Your response should contain each line of the data that includes "window".

─── Given data

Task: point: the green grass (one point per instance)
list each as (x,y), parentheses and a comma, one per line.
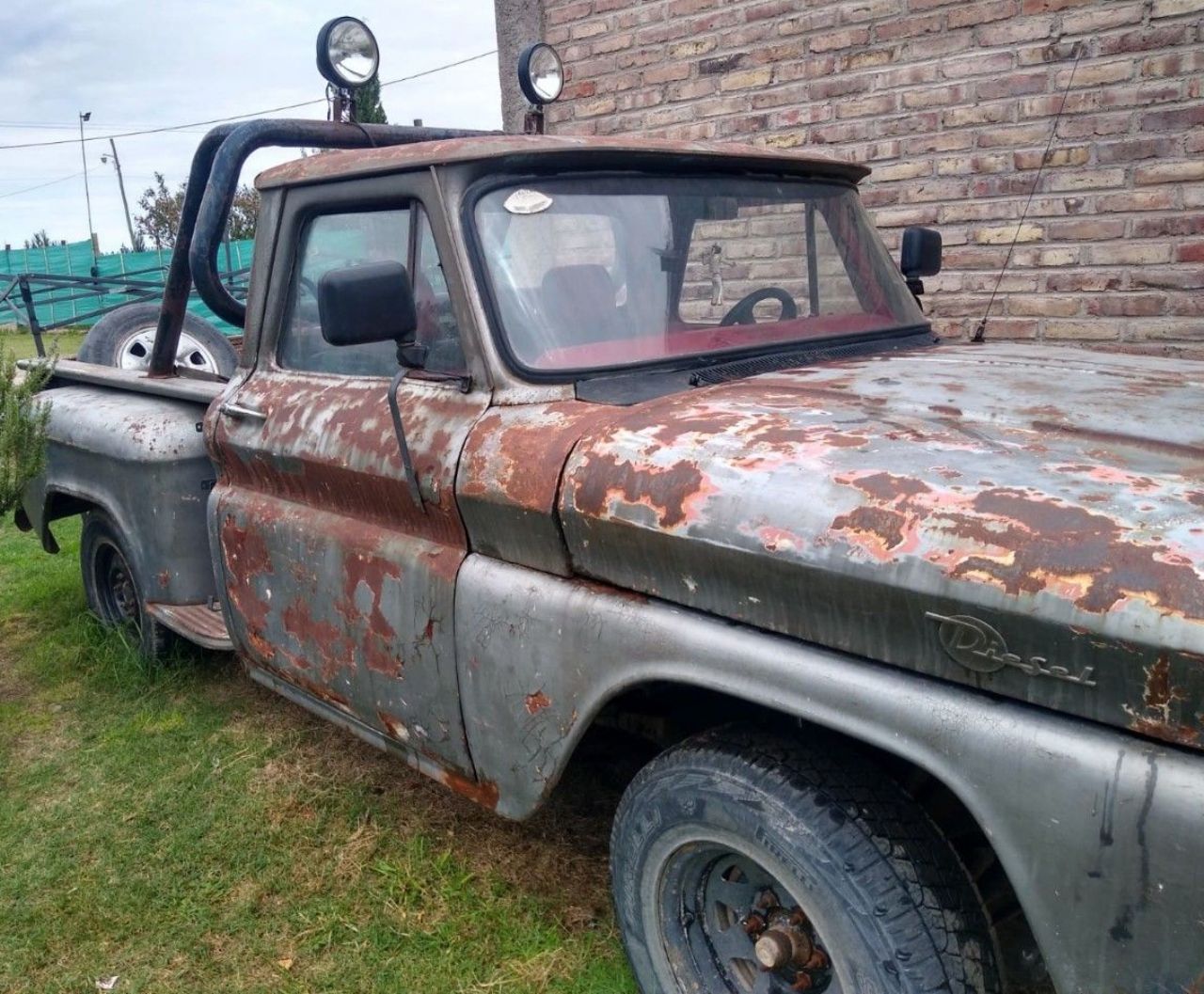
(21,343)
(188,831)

──────
─── Given data

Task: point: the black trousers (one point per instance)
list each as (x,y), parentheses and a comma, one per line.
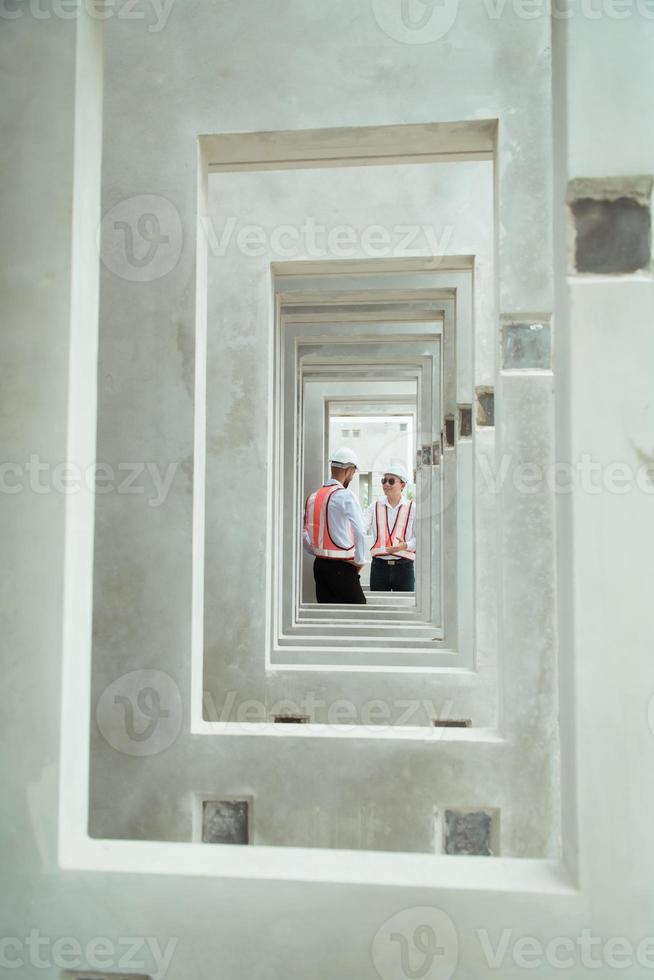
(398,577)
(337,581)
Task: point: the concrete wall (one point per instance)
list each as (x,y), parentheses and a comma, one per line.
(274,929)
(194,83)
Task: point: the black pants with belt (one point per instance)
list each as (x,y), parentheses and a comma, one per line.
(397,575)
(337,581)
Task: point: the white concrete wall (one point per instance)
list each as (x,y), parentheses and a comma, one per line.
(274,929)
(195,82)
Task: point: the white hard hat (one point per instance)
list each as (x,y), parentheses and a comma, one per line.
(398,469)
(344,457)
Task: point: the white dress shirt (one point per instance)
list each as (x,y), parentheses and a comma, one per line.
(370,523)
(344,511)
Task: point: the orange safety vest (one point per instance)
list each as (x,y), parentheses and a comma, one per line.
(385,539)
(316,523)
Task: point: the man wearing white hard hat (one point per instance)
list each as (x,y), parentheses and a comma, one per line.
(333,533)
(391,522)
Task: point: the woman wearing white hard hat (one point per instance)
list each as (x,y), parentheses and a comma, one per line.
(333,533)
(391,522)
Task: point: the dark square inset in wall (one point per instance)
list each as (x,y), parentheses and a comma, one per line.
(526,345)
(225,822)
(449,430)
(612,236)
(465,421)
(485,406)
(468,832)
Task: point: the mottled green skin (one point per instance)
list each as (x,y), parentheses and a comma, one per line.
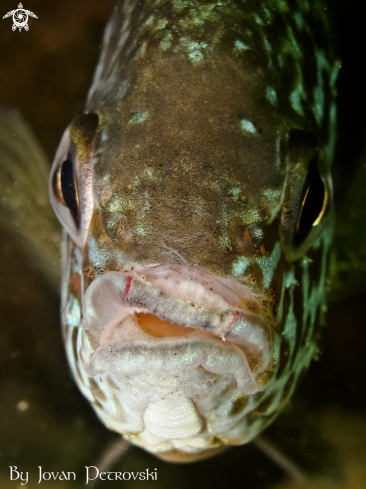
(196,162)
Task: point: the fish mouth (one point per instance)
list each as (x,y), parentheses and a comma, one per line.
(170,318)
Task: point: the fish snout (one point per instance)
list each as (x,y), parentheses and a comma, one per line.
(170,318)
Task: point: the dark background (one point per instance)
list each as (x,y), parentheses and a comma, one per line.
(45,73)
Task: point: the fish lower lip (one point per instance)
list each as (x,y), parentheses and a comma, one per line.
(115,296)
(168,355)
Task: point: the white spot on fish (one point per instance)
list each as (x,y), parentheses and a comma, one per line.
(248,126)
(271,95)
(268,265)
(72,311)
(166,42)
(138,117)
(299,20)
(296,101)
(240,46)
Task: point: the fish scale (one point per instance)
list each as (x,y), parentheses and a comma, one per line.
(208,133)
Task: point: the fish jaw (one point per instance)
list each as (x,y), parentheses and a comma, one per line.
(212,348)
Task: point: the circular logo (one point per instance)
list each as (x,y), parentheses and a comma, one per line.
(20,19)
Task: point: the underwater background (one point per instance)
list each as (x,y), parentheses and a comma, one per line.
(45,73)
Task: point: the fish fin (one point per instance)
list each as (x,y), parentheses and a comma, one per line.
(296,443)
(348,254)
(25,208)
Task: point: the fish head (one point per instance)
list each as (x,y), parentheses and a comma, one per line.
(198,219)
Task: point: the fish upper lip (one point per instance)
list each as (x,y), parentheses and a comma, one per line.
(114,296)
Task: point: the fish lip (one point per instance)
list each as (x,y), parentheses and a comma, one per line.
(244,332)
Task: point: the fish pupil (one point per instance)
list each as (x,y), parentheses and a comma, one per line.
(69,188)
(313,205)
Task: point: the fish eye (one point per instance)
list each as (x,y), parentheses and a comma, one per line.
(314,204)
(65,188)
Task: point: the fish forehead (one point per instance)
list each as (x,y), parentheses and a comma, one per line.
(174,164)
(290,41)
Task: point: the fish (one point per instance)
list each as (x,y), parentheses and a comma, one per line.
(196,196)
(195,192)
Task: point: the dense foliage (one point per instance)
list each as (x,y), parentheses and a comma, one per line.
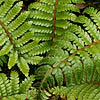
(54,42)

──────
─── Given data

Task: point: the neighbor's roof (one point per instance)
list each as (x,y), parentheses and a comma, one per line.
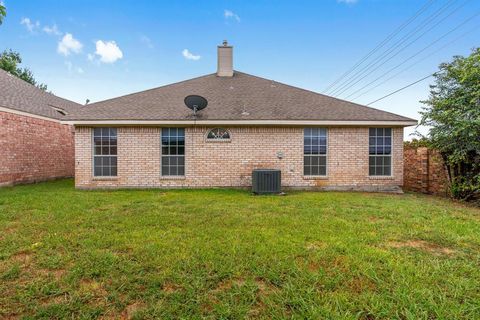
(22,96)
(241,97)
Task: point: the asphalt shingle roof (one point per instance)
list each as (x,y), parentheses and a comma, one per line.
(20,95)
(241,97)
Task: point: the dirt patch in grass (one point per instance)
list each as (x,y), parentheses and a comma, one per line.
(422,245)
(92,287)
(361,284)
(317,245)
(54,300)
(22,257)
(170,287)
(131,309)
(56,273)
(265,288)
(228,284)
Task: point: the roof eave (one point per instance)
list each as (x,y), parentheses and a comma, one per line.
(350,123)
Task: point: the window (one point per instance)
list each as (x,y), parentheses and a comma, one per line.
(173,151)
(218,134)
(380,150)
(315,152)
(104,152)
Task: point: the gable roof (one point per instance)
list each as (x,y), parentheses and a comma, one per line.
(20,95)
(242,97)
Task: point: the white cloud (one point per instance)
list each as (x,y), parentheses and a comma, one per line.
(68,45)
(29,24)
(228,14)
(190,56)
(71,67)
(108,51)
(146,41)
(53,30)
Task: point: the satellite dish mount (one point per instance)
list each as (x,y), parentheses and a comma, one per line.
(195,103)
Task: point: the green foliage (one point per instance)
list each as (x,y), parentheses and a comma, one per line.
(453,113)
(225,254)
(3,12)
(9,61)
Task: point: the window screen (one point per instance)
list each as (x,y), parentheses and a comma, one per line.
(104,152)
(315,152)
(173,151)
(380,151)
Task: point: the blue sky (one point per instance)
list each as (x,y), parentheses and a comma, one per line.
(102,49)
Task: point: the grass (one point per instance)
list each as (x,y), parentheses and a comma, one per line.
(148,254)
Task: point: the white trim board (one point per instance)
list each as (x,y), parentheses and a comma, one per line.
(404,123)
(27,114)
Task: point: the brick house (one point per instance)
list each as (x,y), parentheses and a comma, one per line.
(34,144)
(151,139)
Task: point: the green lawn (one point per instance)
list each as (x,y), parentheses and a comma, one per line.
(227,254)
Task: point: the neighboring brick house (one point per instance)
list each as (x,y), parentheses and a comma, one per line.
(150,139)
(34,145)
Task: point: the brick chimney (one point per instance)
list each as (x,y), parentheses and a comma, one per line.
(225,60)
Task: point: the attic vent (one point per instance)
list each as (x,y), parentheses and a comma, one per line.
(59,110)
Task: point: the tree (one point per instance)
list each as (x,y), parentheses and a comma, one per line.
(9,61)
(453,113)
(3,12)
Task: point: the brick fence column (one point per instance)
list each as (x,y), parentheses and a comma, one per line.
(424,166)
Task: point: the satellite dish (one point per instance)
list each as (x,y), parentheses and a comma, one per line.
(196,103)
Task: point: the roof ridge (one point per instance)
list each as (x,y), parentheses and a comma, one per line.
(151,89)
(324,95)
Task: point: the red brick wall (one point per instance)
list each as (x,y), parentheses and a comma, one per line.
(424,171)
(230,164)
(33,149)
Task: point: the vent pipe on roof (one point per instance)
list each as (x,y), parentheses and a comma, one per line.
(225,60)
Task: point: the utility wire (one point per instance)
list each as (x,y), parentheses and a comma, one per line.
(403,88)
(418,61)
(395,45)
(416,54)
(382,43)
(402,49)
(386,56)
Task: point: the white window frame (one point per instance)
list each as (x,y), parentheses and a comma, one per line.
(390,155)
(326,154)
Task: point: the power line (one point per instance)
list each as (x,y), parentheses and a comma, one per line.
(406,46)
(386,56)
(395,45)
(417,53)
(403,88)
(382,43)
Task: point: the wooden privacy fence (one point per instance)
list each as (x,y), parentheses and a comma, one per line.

──────

-- Expected answer --
Task: point: the window (one point per instance)
Task: point: the window screen (one point per instance)
Task: point: the white window frame (one point per instance)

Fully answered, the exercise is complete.